** start of ENTRIES SUPPLIED **
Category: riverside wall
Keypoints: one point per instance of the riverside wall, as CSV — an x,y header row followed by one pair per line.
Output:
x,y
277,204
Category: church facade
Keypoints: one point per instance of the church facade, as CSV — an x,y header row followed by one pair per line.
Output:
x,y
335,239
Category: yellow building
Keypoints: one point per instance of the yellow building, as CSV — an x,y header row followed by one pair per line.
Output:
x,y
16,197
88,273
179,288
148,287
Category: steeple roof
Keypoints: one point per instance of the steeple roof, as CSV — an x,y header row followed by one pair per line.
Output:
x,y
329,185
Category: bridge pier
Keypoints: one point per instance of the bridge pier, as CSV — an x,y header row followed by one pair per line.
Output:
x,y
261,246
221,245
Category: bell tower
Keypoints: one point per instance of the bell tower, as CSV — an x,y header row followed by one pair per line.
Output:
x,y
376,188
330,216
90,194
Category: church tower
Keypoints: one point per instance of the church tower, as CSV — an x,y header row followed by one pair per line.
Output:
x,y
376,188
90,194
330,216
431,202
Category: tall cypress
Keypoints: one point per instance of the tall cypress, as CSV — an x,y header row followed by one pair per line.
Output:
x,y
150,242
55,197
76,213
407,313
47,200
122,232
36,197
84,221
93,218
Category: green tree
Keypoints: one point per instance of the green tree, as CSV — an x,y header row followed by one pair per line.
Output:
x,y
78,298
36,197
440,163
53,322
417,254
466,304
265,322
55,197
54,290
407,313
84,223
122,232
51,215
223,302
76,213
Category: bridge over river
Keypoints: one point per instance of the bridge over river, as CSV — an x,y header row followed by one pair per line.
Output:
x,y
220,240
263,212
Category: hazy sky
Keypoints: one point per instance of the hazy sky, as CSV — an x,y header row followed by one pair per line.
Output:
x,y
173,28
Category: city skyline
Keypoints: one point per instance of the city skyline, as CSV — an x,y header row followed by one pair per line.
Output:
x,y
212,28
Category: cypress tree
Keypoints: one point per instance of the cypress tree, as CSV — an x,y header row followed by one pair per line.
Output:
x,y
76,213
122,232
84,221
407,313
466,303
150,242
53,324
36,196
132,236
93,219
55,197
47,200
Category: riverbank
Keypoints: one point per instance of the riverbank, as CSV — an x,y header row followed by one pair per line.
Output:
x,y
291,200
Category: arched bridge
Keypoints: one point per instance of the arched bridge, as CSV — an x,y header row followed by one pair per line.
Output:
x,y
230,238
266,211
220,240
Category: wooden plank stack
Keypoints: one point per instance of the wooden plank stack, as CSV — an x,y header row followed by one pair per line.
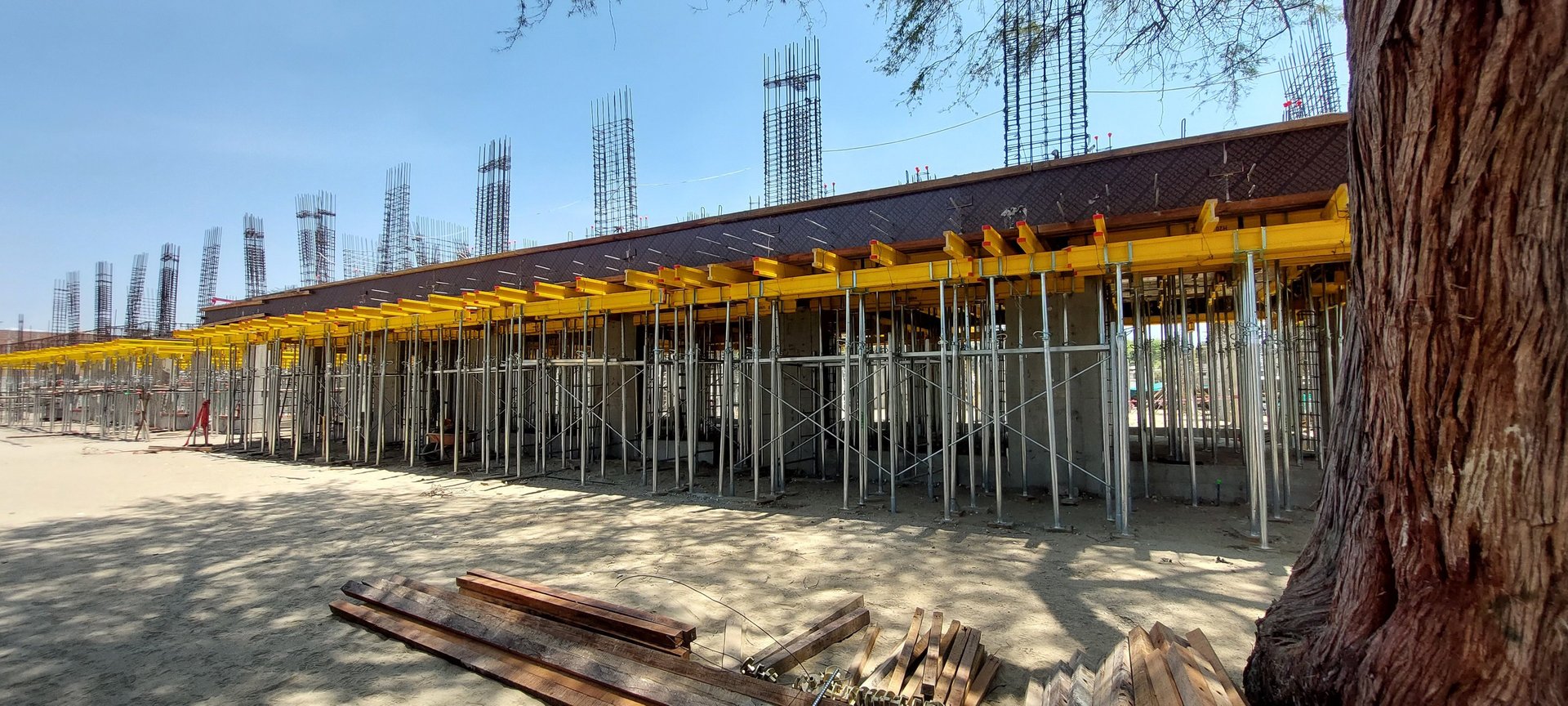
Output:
x,y
560,647
935,666
1155,667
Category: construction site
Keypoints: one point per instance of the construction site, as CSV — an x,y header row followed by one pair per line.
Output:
x,y
1068,400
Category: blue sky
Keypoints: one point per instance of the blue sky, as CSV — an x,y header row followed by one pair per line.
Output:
x,y
132,124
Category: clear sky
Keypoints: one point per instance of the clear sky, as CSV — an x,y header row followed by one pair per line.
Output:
x,y
132,124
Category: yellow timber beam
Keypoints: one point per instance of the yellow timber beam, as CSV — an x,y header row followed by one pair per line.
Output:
x,y
957,247
828,261
886,255
1027,240
552,291
729,275
591,286
993,242
767,267
642,279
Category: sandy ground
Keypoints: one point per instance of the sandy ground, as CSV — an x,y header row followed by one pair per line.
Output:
x,y
189,578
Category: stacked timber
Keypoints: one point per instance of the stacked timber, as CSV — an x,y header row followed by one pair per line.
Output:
x,y
933,666
1153,667
560,647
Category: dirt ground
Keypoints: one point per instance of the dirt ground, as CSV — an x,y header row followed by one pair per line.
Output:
x,y
190,578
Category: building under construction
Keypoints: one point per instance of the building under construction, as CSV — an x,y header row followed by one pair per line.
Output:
x,y
1080,330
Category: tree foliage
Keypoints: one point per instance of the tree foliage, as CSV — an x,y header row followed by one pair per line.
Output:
x,y
956,44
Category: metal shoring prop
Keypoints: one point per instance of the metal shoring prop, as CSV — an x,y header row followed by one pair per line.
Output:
x,y
582,399
756,395
1051,400
995,404
1191,369
844,405
862,397
604,395
1247,371
1118,363
1271,344
657,409
725,467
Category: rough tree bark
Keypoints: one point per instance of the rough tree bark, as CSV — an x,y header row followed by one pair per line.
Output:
x,y
1438,565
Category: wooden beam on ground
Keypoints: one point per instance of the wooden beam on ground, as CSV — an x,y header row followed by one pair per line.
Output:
x,y
758,689
933,656
1114,680
858,667
902,661
811,644
964,667
734,646
687,629
982,683
838,610
1201,646
577,614
549,685
1156,683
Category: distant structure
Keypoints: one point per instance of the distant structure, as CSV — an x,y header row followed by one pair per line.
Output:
x,y
317,216
358,257
207,284
136,297
68,305
1312,85
792,124
613,165
492,198
168,289
1045,80
104,300
436,240
255,257
394,250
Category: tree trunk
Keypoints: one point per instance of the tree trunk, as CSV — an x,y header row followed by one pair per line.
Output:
x,y
1438,565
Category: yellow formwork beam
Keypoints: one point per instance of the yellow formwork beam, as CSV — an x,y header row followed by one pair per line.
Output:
x,y
772,269
830,261
993,242
644,279
591,286
552,291
729,275
957,247
886,255
1027,240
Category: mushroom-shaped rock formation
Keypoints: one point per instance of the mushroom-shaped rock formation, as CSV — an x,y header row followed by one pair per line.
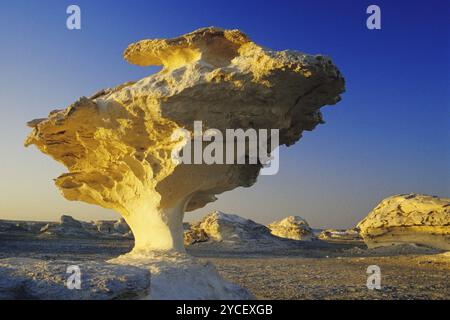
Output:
x,y
408,219
292,227
117,144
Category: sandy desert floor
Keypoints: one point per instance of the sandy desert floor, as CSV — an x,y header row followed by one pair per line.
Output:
x,y
312,271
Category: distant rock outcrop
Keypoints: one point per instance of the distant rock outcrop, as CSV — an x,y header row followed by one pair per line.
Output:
x,y
408,218
292,227
67,227
24,278
193,234
341,234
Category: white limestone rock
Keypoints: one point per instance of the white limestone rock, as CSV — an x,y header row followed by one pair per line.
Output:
x,y
408,219
179,276
292,227
219,226
25,278
67,227
117,145
341,234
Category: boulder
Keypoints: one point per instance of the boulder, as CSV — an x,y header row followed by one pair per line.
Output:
x,y
292,227
341,234
408,219
118,144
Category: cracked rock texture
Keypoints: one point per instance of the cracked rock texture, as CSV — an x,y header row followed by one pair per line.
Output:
x,y
408,218
117,144
292,227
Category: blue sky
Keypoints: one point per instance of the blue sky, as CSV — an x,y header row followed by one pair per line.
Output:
x,y
389,134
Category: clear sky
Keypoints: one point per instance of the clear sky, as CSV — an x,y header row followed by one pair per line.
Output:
x,y
390,133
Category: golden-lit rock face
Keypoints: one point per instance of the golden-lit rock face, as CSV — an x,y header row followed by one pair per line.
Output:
x,y
117,143
412,218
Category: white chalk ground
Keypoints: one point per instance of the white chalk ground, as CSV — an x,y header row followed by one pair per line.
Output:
x,y
178,276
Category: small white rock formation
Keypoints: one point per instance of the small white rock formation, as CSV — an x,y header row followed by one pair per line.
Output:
x,y
25,278
219,226
408,219
67,227
341,234
292,227
194,234
117,144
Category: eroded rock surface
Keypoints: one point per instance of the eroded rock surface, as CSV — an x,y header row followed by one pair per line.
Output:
x,y
408,218
292,227
117,144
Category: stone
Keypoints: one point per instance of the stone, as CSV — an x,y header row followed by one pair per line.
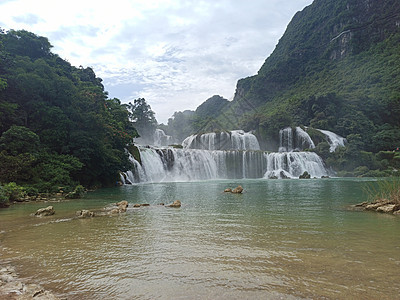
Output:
x,y
114,211
123,203
44,212
175,204
122,206
237,190
85,213
305,175
374,206
388,208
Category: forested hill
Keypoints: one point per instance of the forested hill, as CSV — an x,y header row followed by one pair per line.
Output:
x,y
57,125
337,67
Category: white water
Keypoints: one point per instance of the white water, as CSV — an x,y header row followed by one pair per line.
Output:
x,y
333,139
294,141
169,164
161,139
234,140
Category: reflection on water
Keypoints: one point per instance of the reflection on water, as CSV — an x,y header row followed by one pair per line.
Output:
x,y
280,239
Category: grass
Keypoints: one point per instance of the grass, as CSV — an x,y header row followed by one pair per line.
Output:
x,y
386,190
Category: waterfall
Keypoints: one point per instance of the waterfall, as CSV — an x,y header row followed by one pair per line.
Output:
x,y
297,140
161,139
286,140
170,164
233,140
333,139
293,164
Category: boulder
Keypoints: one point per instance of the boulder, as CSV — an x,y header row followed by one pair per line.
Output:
x,y
305,175
122,206
374,206
114,211
176,204
85,213
141,204
237,190
388,208
43,212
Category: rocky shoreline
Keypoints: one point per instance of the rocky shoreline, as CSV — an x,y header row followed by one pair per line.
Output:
x,y
382,206
13,288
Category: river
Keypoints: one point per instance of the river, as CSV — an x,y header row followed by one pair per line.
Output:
x,y
280,239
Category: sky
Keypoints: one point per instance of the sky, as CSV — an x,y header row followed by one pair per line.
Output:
x,y
174,53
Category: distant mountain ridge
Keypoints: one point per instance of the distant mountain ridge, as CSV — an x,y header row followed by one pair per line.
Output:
x,y
336,59
336,68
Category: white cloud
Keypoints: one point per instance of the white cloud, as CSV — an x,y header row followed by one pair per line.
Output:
x,y
175,53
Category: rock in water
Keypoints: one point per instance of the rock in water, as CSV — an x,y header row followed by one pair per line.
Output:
x,y
176,203
237,190
47,211
122,206
305,175
85,213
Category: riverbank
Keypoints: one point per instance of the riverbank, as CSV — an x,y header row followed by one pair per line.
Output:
x,y
14,288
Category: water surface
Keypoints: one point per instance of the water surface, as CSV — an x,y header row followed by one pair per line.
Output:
x,y
280,239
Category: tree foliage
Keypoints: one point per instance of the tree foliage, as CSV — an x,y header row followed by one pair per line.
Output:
x,y
57,125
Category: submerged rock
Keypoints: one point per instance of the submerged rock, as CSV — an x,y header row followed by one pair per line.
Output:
x,y
85,213
383,206
122,205
305,175
388,208
140,205
237,190
175,204
11,287
44,212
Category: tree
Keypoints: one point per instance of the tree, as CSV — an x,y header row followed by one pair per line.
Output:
x,y
142,117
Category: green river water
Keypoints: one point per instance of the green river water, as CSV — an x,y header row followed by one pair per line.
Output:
x,y
280,239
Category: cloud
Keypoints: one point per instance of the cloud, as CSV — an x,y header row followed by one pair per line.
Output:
x,y
29,19
175,53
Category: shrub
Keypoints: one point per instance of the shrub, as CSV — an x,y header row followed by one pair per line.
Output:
x,y
3,198
14,192
386,189
78,193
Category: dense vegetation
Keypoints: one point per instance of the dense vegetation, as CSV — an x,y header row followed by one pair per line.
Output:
x,y
337,67
57,126
203,119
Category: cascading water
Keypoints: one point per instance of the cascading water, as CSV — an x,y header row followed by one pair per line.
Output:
x,y
230,155
333,139
161,139
294,140
233,140
169,164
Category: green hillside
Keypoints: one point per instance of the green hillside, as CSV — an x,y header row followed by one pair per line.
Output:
x,y
337,67
57,126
** end of ENTRIES SUPPLIED **
**CHALLENGE**. Emit verbatim the lines running from the one with "Category: shrub" through the last line of the data, both endpoints inclusive.

**EXERCISE RESULT**.
Category: shrub
Keypoints: one point per instance of the shrub, as CSV — an x,y header row followed by one pair per line.
Output:
x,y
3,198
14,192
386,189
78,193
Category: dense vegetation
Keypoints: one point per instance of the dense vegetation, as CSV — an x,y header row followed by one pair per line.
Output:
x,y
337,67
57,126
203,119
Category: cascading water
Keypoints: one point per instance of the cascading water, as CSV — an x,y header row followed by one pair per line.
Output:
x,y
230,155
333,139
161,139
294,140
233,140
169,164
Category: green hillside
Keypoints: one point per instance of the green hillside, as CSV — an x,y header row followed by one pair per line.
Output:
x,y
337,67
57,126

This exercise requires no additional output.